■ **Aim of the exercise**: Your answer should consist only of the lines below from the one with "find small stone" through the one with "find rough stone", copied exactly.

■ **Information supplied**:
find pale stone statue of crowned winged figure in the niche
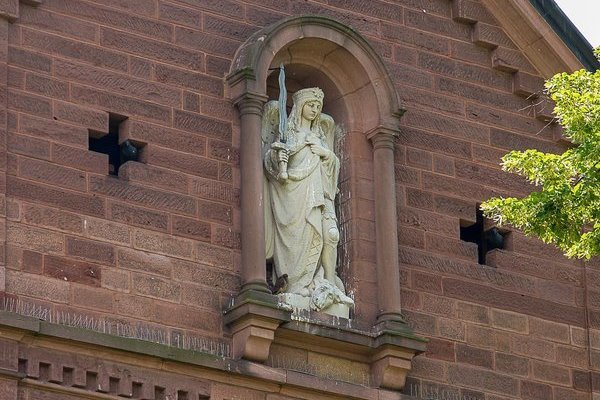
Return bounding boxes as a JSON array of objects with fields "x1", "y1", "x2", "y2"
[{"x1": 262, "y1": 88, "x2": 354, "y2": 318}]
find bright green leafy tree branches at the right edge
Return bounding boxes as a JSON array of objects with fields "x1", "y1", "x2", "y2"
[{"x1": 481, "y1": 48, "x2": 600, "y2": 259}]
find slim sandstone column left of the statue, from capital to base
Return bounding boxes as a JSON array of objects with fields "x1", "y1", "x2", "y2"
[{"x1": 235, "y1": 92, "x2": 270, "y2": 293}]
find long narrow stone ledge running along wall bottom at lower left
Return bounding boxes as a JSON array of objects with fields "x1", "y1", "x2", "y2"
[{"x1": 0, "y1": 311, "x2": 412, "y2": 400}]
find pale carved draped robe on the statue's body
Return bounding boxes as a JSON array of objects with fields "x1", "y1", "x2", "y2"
[{"x1": 264, "y1": 131, "x2": 340, "y2": 296}]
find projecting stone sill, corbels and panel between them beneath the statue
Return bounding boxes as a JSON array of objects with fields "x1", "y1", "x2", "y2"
[{"x1": 224, "y1": 290, "x2": 427, "y2": 390}]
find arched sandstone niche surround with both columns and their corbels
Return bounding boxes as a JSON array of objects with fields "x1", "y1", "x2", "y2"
[{"x1": 225, "y1": 16, "x2": 424, "y2": 378}]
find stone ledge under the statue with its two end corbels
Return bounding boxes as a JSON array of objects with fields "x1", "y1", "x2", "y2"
[{"x1": 224, "y1": 290, "x2": 427, "y2": 390}]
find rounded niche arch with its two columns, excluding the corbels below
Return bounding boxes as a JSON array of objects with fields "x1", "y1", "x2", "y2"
[{"x1": 227, "y1": 16, "x2": 403, "y2": 332}]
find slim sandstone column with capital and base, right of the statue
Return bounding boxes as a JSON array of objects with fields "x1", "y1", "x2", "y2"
[{"x1": 367, "y1": 127, "x2": 403, "y2": 323}]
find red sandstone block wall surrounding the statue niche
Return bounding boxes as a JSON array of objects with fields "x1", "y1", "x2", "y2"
[{"x1": 6, "y1": 0, "x2": 600, "y2": 400}]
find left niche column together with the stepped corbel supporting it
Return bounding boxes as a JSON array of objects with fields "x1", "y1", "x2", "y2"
[{"x1": 223, "y1": 90, "x2": 291, "y2": 362}]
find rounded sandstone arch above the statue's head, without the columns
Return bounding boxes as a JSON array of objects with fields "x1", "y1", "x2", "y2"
[{"x1": 227, "y1": 16, "x2": 403, "y2": 133}]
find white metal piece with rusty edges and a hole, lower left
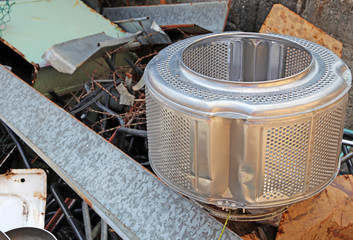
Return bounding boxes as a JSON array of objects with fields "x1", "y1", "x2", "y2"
[{"x1": 0, "y1": 169, "x2": 47, "y2": 232}]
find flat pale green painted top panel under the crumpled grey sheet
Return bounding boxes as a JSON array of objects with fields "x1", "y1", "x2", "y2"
[{"x1": 0, "y1": 0, "x2": 125, "y2": 65}]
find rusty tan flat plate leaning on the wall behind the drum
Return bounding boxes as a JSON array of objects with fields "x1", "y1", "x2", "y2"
[{"x1": 260, "y1": 4, "x2": 343, "y2": 57}]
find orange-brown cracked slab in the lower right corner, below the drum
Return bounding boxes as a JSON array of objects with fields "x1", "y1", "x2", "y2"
[{"x1": 276, "y1": 175, "x2": 353, "y2": 240}]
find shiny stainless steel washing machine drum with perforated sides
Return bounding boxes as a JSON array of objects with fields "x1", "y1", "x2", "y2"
[{"x1": 144, "y1": 32, "x2": 352, "y2": 208}]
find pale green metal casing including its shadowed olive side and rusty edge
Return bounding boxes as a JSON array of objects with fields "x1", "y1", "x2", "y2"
[{"x1": 0, "y1": 0, "x2": 126, "y2": 95}]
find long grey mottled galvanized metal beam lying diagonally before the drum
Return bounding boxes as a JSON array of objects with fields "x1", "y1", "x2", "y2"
[{"x1": 0, "y1": 66, "x2": 241, "y2": 239}]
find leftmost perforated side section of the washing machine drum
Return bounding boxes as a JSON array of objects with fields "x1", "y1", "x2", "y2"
[{"x1": 147, "y1": 94, "x2": 191, "y2": 189}]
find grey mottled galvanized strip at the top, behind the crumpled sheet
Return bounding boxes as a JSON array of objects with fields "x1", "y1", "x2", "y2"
[{"x1": 103, "y1": 1, "x2": 230, "y2": 33}]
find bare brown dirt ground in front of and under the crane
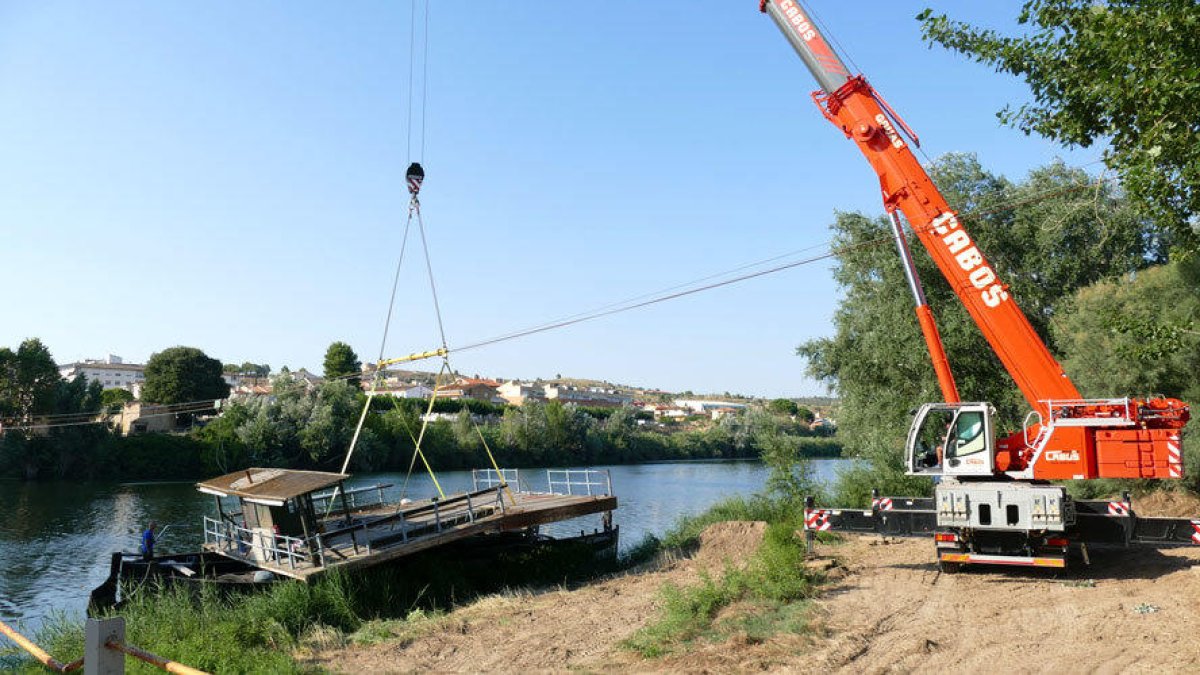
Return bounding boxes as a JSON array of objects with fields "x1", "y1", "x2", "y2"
[{"x1": 311, "y1": 501, "x2": 1200, "y2": 673}]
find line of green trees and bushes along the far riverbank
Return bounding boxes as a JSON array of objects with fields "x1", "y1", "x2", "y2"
[{"x1": 0, "y1": 340, "x2": 840, "y2": 479}]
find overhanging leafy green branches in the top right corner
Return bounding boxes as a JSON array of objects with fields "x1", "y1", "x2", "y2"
[{"x1": 917, "y1": 0, "x2": 1200, "y2": 251}]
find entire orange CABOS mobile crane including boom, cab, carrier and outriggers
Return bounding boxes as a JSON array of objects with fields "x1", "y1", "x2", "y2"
[{"x1": 760, "y1": 0, "x2": 1200, "y2": 569}]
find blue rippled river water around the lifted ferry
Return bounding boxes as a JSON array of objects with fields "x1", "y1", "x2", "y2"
[{"x1": 0, "y1": 460, "x2": 847, "y2": 629}]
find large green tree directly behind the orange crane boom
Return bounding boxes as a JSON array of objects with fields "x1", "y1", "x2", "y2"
[{"x1": 799, "y1": 155, "x2": 1165, "y2": 498}]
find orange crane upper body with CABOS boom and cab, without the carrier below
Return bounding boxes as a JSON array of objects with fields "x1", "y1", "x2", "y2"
[{"x1": 760, "y1": 0, "x2": 1189, "y2": 478}]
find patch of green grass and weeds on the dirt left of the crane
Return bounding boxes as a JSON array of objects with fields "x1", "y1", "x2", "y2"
[{"x1": 624, "y1": 496, "x2": 820, "y2": 658}]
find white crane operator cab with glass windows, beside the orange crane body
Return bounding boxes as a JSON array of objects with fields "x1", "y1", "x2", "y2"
[{"x1": 905, "y1": 404, "x2": 995, "y2": 476}]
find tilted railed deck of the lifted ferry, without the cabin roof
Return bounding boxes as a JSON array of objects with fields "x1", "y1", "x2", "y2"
[{"x1": 204, "y1": 470, "x2": 617, "y2": 580}]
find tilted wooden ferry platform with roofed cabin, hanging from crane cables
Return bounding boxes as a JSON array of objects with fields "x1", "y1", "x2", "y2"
[{"x1": 197, "y1": 468, "x2": 617, "y2": 580}]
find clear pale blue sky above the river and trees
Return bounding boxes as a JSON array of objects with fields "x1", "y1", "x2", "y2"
[{"x1": 0, "y1": 0, "x2": 1096, "y2": 396}]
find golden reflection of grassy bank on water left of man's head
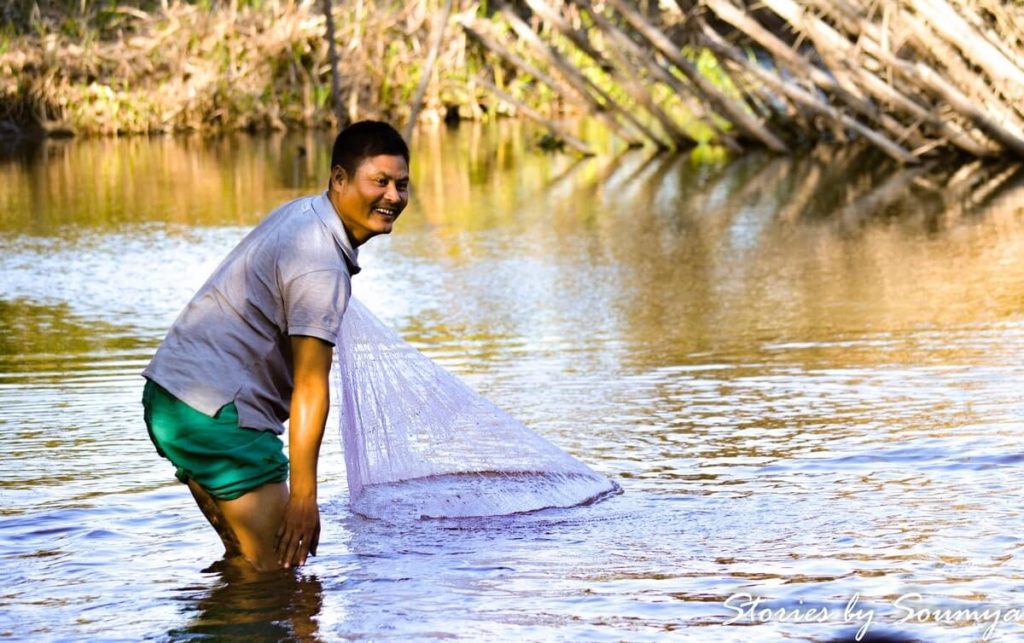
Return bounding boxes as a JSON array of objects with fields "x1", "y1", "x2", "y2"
[{"x1": 0, "y1": 133, "x2": 331, "y2": 232}]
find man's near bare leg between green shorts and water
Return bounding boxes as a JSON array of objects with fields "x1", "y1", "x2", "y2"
[{"x1": 209, "y1": 482, "x2": 288, "y2": 571}]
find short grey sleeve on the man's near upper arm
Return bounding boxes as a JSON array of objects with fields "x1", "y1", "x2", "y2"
[{"x1": 284, "y1": 269, "x2": 350, "y2": 346}]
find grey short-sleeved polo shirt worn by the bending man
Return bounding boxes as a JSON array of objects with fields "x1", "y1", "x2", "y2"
[{"x1": 142, "y1": 192, "x2": 359, "y2": 433}]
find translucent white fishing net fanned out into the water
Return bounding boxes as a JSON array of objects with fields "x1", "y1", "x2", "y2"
[{"x1": 337, "y1": 297, "x2": 620, "y2": 520}]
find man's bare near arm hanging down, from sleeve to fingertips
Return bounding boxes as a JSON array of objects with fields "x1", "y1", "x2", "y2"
[{"x1": 274, "y1": 336, "x2": 334, "y2": 567}]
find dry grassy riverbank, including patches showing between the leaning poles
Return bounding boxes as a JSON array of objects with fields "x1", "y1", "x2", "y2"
[{"x1": 0, "y1": 0, "x2": 736, "y2": 153}]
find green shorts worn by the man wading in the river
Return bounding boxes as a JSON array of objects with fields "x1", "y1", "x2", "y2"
[{"x1": 142, "y1": 380, "x2": 288, "y2": 500}]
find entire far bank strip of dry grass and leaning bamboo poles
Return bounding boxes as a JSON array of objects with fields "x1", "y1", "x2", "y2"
[{"x1": 6, "y1": 0, "x2": 1024, "y2": 165}]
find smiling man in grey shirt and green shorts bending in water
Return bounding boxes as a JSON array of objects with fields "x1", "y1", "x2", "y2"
[{"x1": 142, "y1": 121, "x2": 409, "y2": 570}]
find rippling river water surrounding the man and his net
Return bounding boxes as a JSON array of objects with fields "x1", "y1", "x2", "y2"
[{"x1": 0, "y1": 122, "x2": 1024, "y2": 641}]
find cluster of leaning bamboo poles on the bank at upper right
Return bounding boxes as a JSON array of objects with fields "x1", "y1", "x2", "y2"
[{"x1": 460, "y1": 0, "x2": 1024, "y2": 165}]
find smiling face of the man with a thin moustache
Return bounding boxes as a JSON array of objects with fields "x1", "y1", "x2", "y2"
[{"x1": 329, "y1": 155, "x2": 409, "y2": 246}]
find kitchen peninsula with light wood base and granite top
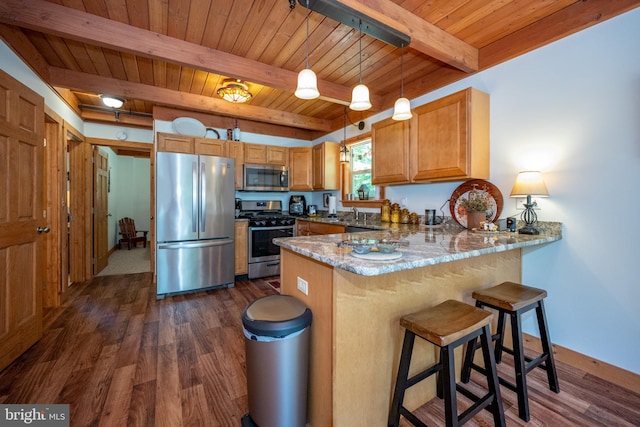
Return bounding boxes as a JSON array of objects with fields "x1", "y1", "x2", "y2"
[{"x1": 274, "y1": 223, "x2": 561, "y2": 427}]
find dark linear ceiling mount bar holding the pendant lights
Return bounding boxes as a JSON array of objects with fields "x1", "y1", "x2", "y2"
[{"x1": 298, "y1": 0, "x2": 411, "y2": 47}]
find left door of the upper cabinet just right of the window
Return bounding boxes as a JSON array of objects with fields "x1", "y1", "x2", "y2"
[{"x1": 371, "y1": 118, "x2": 411, "y2": 184}]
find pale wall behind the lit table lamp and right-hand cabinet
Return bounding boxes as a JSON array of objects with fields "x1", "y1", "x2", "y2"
[{"x1": 322, "y1": 9, "x2": 640, "y2": 373}]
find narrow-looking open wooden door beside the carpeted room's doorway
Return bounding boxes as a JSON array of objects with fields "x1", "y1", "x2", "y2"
[{"x1": 93, "y1": 147, "x2": 109, "y2": 275}]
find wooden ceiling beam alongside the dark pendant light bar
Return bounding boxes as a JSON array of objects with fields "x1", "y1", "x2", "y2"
[{"x1": 336, "y1": 0, "x2": 478, "y2": 72}]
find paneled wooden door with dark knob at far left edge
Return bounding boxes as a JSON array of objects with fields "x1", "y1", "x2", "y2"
[{"x1": 0, "y1": 71, "x2": 46, "y2": 370}]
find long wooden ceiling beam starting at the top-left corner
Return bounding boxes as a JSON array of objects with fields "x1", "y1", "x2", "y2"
[{"x1": 0, "y1": 0, "x2": 381, "y2": 105}]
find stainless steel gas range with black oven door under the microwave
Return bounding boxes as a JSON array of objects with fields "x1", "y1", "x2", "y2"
[{"x1": 239, "y1": 200, "x2": 296, "y2": 279}]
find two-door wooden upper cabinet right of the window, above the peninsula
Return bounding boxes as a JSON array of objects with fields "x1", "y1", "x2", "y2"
[{"x1": 371, "y1": 88, "x2": 489, "y2": 184}]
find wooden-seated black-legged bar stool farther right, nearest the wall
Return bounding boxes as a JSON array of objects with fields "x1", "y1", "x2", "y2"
[{"x1": 462, "y1": 282, "x2": 560, "y2": 421}]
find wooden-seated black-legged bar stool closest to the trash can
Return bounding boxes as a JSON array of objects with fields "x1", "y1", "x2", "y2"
[{"x1": 389, "y1": 300, "x2": 505, "y2": 427}]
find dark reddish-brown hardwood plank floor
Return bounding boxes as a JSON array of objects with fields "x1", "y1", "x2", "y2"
[{"x1": 0, "y1": 273, "x2": 640, "y2": 427}]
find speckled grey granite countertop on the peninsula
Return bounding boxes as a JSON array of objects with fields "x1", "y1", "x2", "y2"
[{"x1": 273, "y1": 224, "x2": 562, "y2": 276}]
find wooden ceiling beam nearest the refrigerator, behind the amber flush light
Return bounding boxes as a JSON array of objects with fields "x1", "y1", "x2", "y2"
[{"x1": 49, "y1": 67, "x2": 331, "y2": 132}]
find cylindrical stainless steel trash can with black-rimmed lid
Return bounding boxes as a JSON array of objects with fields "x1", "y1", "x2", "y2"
[{"x1": 242, "y1": 295, "x2": 312, "y2": 427}]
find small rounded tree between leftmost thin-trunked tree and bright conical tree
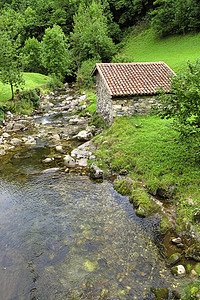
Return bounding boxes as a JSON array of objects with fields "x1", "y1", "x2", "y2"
[{"x1": 23, "y1": 37, "x2": 44, "y2": 73}]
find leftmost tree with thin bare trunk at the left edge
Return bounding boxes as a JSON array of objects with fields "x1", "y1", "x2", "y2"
[{"x1": 0, "y1": 31, "x2": 24, "y2": 100}]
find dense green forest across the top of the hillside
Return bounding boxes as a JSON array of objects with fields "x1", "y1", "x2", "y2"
[{"x1": 0, "y1": 0, "x2": 200, "y2": 96}]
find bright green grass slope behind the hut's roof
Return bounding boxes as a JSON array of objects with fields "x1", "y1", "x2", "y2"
[{"x1": 121, "y1": 28, "x2": 200, "y2": 72}]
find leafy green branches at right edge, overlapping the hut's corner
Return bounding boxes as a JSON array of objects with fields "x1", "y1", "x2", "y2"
[{"x1": 159, "y1": 61, "x2": 200, "y2": 137}]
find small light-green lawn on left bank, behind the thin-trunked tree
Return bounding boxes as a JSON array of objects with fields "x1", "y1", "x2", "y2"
[{"x1": 0, "y1": 73, "x2": 49, "y2": 103}]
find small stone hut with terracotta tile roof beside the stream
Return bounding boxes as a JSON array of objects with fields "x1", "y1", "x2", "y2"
[{"x1": 91, "y1": 62, "x2": 175, "y2": 124}]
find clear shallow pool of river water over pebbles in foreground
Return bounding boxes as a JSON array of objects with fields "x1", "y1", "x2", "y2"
[{"x1": 0, "y1": 89, "x2": 183, "y2": 300}]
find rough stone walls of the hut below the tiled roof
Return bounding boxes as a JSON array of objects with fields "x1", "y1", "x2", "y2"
[{"x1": 96, "y1": 73, "x2": 158, "y2": 124}]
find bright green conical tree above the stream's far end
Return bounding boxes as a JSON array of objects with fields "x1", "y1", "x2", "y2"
[{"x1": 42, "y1": 25, "x2": 70, "y2": 79}]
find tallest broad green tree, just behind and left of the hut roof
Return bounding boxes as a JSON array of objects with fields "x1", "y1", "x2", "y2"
[{"x1": 71, "y1": 1, "x2": 115, "y2": 67}]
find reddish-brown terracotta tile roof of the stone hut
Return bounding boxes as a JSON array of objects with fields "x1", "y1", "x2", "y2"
[{"x1": 91, "y1": 62, "x2": 175, "y2": 96}]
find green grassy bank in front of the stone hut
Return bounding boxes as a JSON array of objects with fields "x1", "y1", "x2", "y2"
[{"x1": 96, "y1": 115, "x2": 200, "y2": 227}]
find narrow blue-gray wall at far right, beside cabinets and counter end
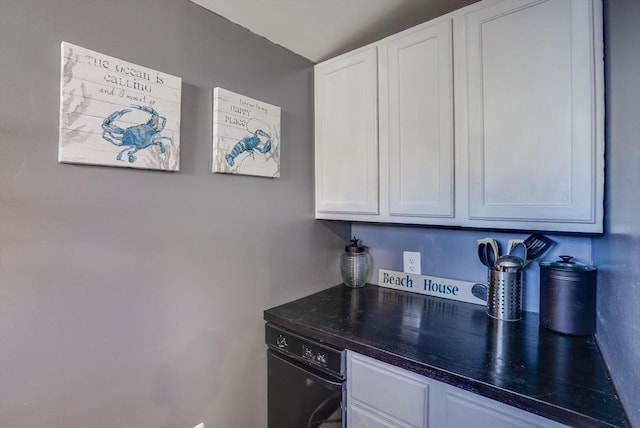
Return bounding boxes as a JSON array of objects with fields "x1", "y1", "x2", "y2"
[{"x1": 593, "y1": 0, "x2": 640, "y2": 427}]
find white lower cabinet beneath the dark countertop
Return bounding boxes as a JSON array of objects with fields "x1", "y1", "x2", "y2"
[{"x1": 347, "y1": 351, "x2": 566, "y2": 428}]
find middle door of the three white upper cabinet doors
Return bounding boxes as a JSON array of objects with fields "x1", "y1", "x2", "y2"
[{"x1": 380, "y1": 19, "x2": 454, "y2": 217}]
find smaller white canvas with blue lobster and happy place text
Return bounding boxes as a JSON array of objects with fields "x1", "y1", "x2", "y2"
[{"x1": 212, "y1": 88, "x2": 280, "y2": 178}]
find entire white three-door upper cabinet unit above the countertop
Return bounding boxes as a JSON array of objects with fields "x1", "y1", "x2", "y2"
[{"x1": 315, "y1": 0, "x2": 604, "y2": 233}]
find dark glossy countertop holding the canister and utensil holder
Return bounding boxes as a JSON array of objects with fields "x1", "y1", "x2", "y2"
[{"x1": 264, "y1": 285, "x2": 628, "y2": 427}]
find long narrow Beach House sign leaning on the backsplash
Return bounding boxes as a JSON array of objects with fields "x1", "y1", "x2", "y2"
[{"x1": 378, "y1": 269, "x2": 487, "y2": 305}]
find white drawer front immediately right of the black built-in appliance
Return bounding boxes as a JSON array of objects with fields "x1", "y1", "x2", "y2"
[{"x1": 347, "y1": 356, "x2": 429, "y2": 427}]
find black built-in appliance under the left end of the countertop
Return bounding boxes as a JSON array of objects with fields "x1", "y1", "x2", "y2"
[{"x1": 266, "y1": 323, "x2": 346, "y2": 428}]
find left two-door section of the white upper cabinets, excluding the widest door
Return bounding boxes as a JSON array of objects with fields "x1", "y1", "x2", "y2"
[{"x1": 315, "y1": 19, "x2": 454, "y2": 224}]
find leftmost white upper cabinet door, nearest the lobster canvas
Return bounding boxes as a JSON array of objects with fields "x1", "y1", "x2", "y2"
[{"x1": 315, "y1": 46, "x2": 378, "y2": 218}]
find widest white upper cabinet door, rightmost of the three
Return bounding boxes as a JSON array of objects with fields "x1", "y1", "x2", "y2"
[{"x1": 455, "y1": 0, "x2": 604, "y2": 232}]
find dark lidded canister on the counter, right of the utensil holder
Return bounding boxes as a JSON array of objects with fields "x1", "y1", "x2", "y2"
[{"x1": 540, "y1": 256, "x2": 598, "y2": 336}]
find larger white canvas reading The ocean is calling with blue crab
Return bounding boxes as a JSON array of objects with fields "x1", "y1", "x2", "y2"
[{"x1": 58, "y1": 42, "x2": 182, "y2": 171}]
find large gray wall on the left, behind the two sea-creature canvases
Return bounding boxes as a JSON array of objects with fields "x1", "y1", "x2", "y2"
[{"x1": 0, "y1": 0, "x2": 343, "y2": 428}]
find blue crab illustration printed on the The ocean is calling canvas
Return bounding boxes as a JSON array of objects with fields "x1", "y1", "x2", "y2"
[{"x1": 102, "y1": 104, "x2": 173, "y2": 163}]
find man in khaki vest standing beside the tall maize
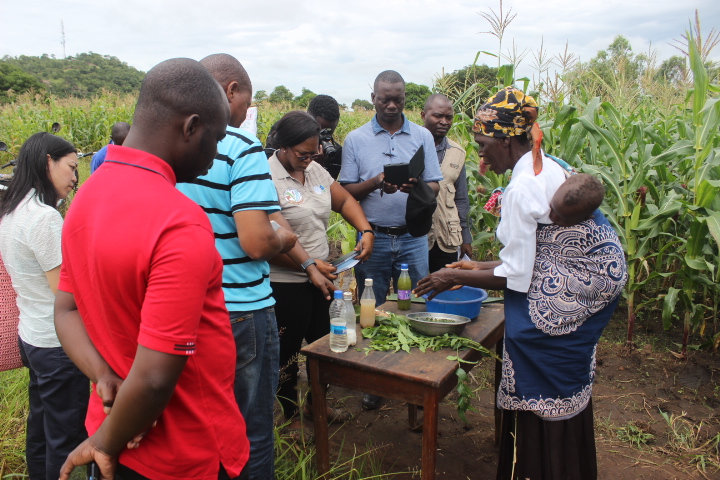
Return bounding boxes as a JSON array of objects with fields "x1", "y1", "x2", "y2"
[{"x1": 421, "y1": 93, "x2": 472, "y2": 273}]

■ **Exercise response**:
find small stone hut with terracotta tile roof beside the stream
Return bounding boxes as a JSON array of objects with fields "x1", "y1", "x2", "y2"
[{"x1": 91, "y1": 62, "x2": 175, "y2": 124}]
find clear shallow pool of river water over pebbles in foreground
Return bounding boxes as a JSON array of objects with fields "x1", "y1", "x2", "y2"
[{"x1": 0, "y1": 89, "x2": 183, "y2": 300}]
find rough stone walls of the hut below the tiled roof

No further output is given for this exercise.